Zitierte Passage:
-=-=-=-=-
Die traditionell agierenden Führungskräfte interpretieren Konflikte und Streitigkeiten als hemmende Blockaden, welche die «geordneten» Prozesse stören. Darum müssen sie so rasch wie möglich beseitigt werden. Der Dissens wird dabei als Stolperstein diskreditiert. Nach konventionellem Konfliktdenken erfolgt das «Basta-Machtwort von oben», es herrscht erst einmal wieder Ruhe, Hauptsache, es kann weitergearbeitet werden. Allerdings handelt es sich um eine trügerische Friedhofsruhe: Oft schwelt der Konflikt unter der Oberfläche weiter – und oft eskaliert er dann auch.
-=-=-=-=-
Übungsaufgabe: Wie wird in der zitierten Passage über Konfliktdenken die Ruhe bezeichnet, die nach dem «Basta-Machtwort von oben» herrscht?
-=-=-=-=-
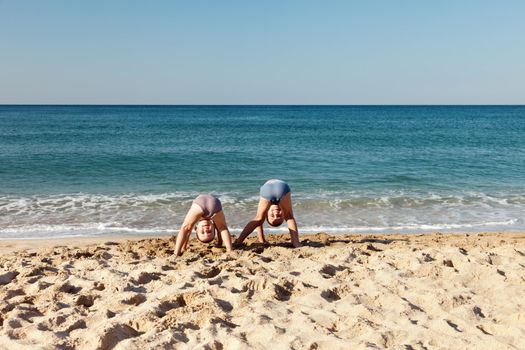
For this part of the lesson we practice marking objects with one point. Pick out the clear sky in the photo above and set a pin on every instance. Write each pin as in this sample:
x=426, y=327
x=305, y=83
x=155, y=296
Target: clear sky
x=262, y=52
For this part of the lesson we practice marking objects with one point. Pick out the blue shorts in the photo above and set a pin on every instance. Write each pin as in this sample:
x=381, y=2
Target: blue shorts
x=274, y=190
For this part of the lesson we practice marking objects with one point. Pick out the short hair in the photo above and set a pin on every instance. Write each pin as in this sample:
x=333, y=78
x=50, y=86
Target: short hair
x=206, y=241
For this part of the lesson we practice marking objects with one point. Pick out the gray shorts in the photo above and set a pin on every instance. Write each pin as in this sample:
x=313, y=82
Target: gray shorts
x=209, y=204
x=274, y=190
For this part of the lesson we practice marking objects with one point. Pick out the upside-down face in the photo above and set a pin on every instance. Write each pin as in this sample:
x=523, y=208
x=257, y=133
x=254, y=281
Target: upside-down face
x=275, y=215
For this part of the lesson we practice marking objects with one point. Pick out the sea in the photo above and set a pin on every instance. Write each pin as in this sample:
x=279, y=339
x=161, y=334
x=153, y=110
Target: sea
x=87, y=170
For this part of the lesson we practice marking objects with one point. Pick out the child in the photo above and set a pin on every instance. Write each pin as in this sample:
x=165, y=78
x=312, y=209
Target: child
-=-=-=-=-
Vollständige Antwort: Als trügerische Friedhofsruhe.